*What the exercise asks*
Return each record unchanged and drop the images.

*Data for analysis*
--

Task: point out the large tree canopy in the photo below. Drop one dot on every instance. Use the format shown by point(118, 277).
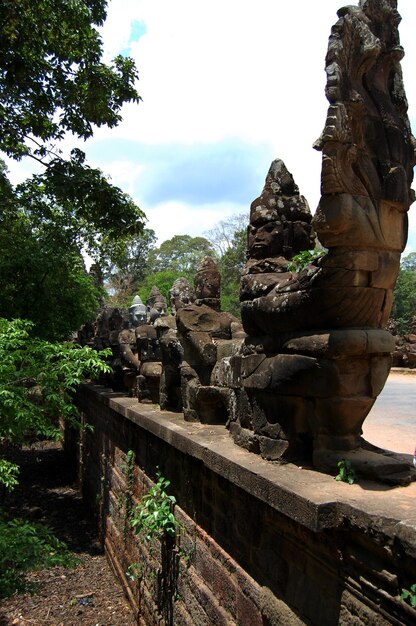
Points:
point(182, 254)
point(53, 82)
point(52, 79)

--

*Response below*
Task: point out the large tree canopy in the photo below. Drop one dot on every instance. Use the format shown by point(118, 277).
Points:
point(182, 254)
point(53, 82)
point(52, 79)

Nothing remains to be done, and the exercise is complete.